>> Begin Exercise materials
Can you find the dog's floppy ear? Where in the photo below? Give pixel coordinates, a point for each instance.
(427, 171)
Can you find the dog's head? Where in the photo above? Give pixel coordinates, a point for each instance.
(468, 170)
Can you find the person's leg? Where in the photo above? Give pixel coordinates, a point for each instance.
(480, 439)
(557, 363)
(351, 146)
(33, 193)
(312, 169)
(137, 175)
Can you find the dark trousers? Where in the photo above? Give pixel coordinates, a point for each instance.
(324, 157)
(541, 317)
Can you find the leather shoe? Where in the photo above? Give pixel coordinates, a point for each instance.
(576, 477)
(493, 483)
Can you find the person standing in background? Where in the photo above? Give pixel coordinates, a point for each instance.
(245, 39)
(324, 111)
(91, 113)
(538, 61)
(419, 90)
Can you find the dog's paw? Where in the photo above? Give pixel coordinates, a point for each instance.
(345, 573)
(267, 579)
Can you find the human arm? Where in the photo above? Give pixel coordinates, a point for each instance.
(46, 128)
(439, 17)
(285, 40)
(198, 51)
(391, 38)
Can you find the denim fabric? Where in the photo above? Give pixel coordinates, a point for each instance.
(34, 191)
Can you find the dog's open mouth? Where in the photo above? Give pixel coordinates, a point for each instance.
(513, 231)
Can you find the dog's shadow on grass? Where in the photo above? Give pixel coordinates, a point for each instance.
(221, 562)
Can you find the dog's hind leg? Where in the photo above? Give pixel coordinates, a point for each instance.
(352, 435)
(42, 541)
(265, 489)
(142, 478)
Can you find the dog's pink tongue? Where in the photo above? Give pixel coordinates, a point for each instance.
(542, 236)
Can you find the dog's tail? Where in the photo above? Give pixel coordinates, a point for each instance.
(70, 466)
>> End Exercise materials
>> Begin Exercise materials
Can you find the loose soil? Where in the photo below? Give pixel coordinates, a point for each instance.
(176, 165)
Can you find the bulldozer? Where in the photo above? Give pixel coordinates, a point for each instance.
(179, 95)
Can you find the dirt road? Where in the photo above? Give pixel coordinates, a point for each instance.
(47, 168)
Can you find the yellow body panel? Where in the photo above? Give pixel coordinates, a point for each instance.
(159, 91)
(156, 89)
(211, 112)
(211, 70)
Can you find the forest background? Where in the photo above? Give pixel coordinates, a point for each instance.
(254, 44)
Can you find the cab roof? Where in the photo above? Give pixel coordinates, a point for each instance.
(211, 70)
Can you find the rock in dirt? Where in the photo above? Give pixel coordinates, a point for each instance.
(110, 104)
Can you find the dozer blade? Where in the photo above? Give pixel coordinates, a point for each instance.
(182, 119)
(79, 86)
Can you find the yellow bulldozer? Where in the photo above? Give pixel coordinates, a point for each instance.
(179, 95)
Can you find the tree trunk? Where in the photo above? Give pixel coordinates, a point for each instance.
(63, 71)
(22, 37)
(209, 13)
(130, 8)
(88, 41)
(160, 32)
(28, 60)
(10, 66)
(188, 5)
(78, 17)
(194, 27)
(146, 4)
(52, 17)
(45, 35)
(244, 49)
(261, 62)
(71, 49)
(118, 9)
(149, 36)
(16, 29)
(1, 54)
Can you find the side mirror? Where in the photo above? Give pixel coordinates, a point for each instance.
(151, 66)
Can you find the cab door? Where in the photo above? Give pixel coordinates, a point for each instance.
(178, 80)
>> End Exercise materials
Please show each line of the entries above that contains the string "yellow", copied in full. Matching is case-sensitive.

Output ->
Can you find the yellow body panel? Where in the photo above? Give pixel coordinates, a point for each instance.
Can you find the yellow bulldozer? Where in the photo above? Give pixel coordinates, a point for each instance.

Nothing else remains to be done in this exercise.